GIVEN INSTRUCTION A
In the news report on university reform, copy the passage starting at "During the meeting" and ending at "where he taught.".

EXCERPT PROVIDED
————

Any reform, including university reform, requires we change ourselves first. The academic world must be free from outside pressures; it can only be truly free when scientific and cultural training favour the development of the social and civil community as a whole.
 

Vatican City (AsiaNews) – Benedict XVI warns against young people of two dangers new technologies pose, namely a lower capacity to concentrate and isolation inside virtual reality. Fortunately, this problem is not present in universities where a “virtuous balance” has been struck between “individual and group time, research and thought, sharing and open exchange with others, in a horizon that tends towards the universal.”

The Pope, a former university professor himself, took advantage of a meeting with students and faculty at the Università di Parma, to express his thoughts on the academic world.

He told his audience that the university “was for many years my workplace,” adding that even after leaving it I have never stopped following it and feeling spiritually connected to it.”

During the meeting he also discussed the issues of university reform and academic freedom, taking his inspiration from the figure of Saint Peter Damian, a man of letter closely associated with Parma’s university where he taught.

“In our age like in that of Peter Damian’s, the lack of unifying principles explains particularisms and uncertainties. University studies should undoubtedly prepare students for society, not only on the basis of narrowly defined scientific research but also more generally in providing young people an opportunity to mature intellectually, morally and as citizens, tackling the great questions that today challenge the conscience of men and women.”

Reminding his audience that Peter Damian was among the great “reformers” of the Church after the year 1000, the Holy Father asked: “What is the real sense of reform?”

“A fundamental aspect that we can draw from his writings and his personal witness is that every true reform must be spiritual and moral above all, i.e. it must start from our conscience,” he said.

For the Pontiff there is a lesson that applies to university reform, whereby “structural or technical changes are really effective if everyone, scholars, students, technical and administrative staff, examine their conscience,”

————

(Data entries)
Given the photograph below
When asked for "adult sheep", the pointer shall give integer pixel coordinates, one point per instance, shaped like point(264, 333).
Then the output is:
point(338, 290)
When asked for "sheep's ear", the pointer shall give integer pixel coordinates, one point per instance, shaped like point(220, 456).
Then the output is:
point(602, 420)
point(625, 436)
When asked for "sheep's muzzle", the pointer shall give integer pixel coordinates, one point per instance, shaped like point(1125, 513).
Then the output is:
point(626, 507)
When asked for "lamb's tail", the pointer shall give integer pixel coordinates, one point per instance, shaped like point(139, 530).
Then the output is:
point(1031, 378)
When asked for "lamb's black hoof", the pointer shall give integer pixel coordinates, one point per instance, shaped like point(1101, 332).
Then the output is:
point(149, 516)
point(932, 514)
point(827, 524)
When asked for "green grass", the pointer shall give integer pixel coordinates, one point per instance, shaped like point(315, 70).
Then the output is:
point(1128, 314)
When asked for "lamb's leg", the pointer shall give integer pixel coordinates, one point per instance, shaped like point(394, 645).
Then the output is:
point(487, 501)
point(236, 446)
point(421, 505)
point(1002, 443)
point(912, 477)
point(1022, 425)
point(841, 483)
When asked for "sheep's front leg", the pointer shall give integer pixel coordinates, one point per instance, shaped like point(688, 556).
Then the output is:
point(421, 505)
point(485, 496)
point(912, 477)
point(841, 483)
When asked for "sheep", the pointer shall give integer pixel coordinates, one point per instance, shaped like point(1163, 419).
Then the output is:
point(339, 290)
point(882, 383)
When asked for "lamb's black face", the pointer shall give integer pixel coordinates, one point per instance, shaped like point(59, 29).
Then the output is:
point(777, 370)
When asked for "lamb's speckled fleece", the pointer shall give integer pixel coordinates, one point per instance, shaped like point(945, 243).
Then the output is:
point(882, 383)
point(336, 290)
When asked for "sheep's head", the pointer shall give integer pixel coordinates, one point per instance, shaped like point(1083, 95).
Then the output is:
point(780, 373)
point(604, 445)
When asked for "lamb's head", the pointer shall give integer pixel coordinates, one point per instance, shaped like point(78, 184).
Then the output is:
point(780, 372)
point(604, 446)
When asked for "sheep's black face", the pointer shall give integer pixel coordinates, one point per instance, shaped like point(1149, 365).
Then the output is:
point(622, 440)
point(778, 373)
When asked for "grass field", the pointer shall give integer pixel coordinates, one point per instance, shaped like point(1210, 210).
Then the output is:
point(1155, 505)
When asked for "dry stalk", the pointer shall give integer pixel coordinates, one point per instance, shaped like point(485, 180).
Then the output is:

————

GIVEN INSTRUCTION B
Add 9 to every coordinate in the answers of the data entries, starting at the line that contains "like point(1149, 365)." and ending at the last line of the entries. Write out only those lines again, with their requests included.

TASK RESULT A
During the meeting he also discussed the issues of university reform and academic freedom, taking his inspiration from the figure of Saint Peter Damian, a man of letter closely associated with Parma’s university where he taught.

TASK RESULT B
When asked for "sheep's black face", the pointer shall give integer pixel coordinates, one point per instance, shaped like point(1149, 365).
Then the output is:
point(631, 449)
point(787, 382)
When asked for "grass field", the pointer shall give integer pixel coordinates, one point per instance, shaped like point(1210, 210).
Then the output is:
point(1164, 514)
When asked for "dry stalk", the pointer shall give integer pixel coordinates, one point per instance, shaped like point(485, 180).
Then the output is:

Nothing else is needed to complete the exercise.